[Excerpts of pointing data]
◇ ◇ ◇

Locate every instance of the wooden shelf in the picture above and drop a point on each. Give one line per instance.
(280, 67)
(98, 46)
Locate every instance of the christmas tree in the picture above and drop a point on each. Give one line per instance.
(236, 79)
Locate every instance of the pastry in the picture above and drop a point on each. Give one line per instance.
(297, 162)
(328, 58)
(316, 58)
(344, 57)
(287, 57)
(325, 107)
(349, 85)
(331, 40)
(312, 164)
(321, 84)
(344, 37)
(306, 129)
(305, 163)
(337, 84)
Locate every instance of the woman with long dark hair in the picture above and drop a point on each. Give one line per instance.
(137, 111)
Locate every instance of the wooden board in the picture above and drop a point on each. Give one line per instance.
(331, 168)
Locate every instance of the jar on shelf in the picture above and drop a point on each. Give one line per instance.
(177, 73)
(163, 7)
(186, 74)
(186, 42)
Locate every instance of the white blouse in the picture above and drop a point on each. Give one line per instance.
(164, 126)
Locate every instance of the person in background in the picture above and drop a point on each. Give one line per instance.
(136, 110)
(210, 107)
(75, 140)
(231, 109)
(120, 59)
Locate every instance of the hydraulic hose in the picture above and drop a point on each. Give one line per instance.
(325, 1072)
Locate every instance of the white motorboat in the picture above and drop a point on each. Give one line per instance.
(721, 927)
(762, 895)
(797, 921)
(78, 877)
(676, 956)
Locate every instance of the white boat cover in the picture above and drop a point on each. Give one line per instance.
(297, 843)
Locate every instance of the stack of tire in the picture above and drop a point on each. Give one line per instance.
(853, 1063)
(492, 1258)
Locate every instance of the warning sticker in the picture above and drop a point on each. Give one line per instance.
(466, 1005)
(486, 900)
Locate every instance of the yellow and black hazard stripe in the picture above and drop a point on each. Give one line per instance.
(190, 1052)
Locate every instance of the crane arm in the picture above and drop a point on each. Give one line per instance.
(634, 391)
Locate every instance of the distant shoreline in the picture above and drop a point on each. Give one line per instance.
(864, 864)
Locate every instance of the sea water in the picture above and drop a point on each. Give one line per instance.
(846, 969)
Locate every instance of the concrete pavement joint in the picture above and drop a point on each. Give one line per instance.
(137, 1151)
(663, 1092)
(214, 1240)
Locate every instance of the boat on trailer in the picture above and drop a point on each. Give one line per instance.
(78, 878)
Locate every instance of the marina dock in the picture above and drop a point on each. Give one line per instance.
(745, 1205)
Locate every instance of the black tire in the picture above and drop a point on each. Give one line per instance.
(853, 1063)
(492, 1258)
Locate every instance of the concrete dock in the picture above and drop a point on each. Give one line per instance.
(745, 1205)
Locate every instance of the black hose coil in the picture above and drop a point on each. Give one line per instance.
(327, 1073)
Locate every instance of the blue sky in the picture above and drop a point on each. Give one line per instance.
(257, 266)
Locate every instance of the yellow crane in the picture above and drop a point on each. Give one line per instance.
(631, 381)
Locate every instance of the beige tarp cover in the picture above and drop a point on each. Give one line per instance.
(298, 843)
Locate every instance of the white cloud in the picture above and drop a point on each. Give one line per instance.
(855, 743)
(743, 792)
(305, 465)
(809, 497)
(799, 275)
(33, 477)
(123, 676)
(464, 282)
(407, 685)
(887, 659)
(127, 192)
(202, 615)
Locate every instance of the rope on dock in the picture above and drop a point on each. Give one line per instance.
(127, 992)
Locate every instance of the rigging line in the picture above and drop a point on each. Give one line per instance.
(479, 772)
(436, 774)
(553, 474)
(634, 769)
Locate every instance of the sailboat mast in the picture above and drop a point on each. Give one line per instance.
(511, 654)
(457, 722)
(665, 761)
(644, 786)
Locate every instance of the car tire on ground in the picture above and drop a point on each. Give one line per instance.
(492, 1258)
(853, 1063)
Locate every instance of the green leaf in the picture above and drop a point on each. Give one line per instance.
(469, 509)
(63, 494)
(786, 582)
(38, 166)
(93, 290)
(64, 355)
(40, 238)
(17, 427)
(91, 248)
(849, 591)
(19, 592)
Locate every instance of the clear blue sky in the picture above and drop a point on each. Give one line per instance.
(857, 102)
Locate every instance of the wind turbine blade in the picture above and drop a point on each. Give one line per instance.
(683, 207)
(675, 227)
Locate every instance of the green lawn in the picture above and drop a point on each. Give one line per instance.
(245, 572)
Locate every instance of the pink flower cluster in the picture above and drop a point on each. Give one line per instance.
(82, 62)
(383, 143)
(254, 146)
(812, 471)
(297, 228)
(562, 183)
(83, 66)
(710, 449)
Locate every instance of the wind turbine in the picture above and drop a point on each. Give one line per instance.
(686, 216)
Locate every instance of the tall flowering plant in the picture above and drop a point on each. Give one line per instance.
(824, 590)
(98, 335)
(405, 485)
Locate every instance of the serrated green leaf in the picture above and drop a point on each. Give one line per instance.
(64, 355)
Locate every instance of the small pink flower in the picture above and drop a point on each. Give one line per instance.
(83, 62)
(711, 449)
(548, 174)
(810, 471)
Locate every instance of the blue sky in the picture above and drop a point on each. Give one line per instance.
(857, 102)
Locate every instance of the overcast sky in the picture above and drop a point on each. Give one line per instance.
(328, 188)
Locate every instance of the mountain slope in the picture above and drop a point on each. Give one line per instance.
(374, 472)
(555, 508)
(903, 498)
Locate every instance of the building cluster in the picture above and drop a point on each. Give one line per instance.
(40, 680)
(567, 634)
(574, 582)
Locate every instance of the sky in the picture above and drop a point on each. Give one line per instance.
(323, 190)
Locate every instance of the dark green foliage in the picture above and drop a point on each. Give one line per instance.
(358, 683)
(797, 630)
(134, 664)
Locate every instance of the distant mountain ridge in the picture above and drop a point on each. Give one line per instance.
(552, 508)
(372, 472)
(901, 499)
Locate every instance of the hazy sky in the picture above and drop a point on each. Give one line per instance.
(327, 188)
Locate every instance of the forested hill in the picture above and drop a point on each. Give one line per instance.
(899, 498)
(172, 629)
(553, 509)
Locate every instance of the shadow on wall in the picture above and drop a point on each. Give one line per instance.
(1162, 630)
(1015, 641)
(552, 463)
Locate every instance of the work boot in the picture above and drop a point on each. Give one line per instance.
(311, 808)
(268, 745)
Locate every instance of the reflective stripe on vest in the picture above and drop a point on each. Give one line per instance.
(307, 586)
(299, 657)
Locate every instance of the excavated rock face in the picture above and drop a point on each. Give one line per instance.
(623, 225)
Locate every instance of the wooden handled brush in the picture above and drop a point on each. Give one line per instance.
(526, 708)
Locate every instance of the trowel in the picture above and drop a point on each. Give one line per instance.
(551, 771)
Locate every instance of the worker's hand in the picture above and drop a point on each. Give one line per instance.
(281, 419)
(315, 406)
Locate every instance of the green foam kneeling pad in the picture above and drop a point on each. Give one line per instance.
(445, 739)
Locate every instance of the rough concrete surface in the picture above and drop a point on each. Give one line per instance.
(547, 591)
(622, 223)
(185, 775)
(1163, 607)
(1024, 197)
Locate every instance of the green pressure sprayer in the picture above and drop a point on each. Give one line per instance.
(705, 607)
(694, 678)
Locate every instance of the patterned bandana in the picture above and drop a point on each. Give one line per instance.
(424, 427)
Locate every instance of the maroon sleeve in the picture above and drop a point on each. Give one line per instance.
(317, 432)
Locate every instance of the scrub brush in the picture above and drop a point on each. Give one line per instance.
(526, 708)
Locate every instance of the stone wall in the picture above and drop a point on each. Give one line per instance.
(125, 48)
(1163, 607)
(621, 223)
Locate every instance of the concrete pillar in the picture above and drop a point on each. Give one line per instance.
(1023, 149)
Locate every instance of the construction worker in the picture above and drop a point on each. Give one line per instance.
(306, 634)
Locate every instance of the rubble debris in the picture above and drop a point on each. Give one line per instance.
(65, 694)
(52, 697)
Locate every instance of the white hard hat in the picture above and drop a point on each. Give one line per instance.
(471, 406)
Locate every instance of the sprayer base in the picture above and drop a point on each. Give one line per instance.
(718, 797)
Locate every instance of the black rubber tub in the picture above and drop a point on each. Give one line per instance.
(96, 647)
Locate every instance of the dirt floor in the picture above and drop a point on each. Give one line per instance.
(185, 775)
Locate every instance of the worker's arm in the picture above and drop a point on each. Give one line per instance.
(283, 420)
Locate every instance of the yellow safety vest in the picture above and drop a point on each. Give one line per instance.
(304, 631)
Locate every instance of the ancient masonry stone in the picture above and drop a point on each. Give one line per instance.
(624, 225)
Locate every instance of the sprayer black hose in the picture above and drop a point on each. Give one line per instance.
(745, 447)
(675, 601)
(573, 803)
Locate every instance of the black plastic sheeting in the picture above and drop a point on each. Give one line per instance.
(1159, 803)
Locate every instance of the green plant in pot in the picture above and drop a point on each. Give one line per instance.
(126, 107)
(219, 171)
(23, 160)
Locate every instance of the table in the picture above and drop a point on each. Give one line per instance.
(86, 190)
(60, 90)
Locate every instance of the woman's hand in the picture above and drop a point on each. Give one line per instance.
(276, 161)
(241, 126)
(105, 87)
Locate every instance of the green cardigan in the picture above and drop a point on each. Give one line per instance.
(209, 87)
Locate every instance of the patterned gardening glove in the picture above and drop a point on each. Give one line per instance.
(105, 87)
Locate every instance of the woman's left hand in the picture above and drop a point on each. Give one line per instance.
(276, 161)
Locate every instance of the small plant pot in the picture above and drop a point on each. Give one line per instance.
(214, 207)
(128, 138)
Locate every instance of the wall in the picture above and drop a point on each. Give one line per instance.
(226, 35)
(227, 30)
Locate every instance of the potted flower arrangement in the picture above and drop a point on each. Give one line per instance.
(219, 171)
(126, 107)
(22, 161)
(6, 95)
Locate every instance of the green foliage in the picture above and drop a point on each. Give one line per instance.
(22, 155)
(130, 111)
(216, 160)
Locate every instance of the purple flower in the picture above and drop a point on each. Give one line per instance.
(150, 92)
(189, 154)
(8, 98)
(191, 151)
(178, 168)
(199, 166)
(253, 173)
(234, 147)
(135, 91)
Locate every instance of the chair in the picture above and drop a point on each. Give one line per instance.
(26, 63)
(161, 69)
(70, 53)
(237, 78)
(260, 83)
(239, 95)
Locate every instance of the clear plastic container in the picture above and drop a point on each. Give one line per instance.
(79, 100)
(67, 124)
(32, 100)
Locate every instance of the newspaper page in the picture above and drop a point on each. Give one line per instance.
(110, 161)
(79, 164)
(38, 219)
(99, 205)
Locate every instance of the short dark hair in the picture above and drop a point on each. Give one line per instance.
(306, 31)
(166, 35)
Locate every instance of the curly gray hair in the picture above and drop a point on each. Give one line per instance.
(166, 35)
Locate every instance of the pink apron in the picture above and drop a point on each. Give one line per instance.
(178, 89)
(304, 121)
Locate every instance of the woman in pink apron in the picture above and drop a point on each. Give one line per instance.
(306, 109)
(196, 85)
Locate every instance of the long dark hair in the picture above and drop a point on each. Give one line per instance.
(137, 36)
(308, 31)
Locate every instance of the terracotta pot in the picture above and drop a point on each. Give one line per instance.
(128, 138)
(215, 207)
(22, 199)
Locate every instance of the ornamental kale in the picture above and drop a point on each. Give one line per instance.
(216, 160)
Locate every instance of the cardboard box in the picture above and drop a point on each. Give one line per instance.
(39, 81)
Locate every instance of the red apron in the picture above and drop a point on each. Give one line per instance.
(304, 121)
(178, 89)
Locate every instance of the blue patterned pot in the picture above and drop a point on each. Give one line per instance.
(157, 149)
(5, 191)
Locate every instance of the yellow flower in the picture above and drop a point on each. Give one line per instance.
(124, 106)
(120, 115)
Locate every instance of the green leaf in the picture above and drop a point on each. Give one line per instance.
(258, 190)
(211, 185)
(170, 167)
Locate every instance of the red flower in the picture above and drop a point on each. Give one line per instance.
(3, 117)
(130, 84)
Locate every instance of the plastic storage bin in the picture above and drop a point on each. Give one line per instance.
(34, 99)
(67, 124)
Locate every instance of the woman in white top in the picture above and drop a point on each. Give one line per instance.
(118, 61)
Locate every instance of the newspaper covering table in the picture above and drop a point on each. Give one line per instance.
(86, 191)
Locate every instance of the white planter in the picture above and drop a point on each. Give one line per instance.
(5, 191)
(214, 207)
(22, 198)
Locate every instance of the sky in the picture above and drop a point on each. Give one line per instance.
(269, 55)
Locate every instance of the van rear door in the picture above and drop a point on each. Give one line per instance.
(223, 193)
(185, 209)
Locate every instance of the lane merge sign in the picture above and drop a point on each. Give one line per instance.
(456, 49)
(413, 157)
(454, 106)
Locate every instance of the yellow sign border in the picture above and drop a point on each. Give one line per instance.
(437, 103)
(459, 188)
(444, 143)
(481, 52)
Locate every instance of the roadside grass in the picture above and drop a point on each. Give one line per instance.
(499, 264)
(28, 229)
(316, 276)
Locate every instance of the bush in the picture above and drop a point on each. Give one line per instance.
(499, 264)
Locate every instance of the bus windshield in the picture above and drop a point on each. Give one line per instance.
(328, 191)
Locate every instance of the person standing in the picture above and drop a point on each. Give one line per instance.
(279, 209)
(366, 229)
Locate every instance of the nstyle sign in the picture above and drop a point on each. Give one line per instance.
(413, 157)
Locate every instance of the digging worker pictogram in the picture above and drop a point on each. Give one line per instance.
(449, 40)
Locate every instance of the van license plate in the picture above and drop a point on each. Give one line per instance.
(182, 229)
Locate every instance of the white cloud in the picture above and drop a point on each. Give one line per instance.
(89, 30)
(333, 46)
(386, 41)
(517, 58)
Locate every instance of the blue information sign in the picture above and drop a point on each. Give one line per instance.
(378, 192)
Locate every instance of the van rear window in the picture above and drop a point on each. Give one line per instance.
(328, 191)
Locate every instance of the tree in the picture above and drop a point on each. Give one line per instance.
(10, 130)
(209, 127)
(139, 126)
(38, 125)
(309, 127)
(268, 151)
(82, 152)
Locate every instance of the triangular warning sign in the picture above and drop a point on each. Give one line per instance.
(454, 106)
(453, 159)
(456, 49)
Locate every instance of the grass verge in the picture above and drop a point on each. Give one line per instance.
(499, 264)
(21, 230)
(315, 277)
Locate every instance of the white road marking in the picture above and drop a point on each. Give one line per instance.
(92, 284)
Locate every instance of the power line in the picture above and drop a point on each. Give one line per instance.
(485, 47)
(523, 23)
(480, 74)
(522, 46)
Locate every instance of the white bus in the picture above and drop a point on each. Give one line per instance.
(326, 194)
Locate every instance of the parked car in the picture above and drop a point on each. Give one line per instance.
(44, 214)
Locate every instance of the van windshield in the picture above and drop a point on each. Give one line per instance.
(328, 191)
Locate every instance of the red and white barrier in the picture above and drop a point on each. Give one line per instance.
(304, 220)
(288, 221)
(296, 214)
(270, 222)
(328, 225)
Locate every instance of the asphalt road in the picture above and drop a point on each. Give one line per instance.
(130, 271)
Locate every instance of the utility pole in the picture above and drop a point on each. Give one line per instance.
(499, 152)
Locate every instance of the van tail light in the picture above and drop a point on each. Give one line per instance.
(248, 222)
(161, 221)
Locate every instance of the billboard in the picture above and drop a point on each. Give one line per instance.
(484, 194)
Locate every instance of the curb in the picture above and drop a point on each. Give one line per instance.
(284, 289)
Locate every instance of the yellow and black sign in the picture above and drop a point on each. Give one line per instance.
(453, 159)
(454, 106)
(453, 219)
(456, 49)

◇ ◇ ◇

REQUIRED WORK> Starting with the line containing "Locate every instance of the hazy" and going on through the line containing "(1024, 197)", put those lines into a JSON list of strings with one string per line and any blank lines skipped.

WRITTEN ANSWER>
[
  "Locate every instance of the hazy sky in the picture above and drop a point on each. Give one line per instance.",
  "(327, 188)",
  "Locate every instance of the forested hill in the picture above and drop a point on each. Give one line per instance.",
  "(899, 498)",
  "(172, 629)",
  "(553, 509)",
  "Locate every instance of the shadow on wall in the picture above and drop a point on each. Give one line per instance.",
  "(1162, 630)",
  "(1015, 641)",
  "(552, 463)",
  "Locate every instance of the work boot in the picture above and drop a point on each. Give one line per instance.",
  "(311, 808)",
  "(268, 745)",
  "Locate every instance of the reflective stripe on vest in the picture above and drop a point on each. Give one line per instance.",
  "(307, 586)",
  "(299, 657)",
  "Locate every instance of the excavated rock face in the picture above and drop a point on each. Give one line per instance.",
  "(623, 225)",
  "Locate every instance of the wooden handled brush in the picture above and drop a point on each. Give one line per instance.",
  "(526, 708)",
  "Locate every instance of the trowel in the picture above and drop a point on each. Give one line per instance.",
  "(551, 771)",
  "Locate every instance of the worker's hand in the picture above and drop a point on each. Give one line per instance.",
  "(281, 419)",
  "(315, 406)",
  "Locate every instance of the green foam kneeling pad in the picture above and drop a point on each. Give one line per instance.",
  "(445, 739)",
  "Locate every instance of the rough concrete surface in the picture above and drop a point on each. Give one line per instance.",
  "(547, 591)",
  "(622, 223)",
  "(185, 775)",
  "(1163, 607)",
  "(1024, 197)"
]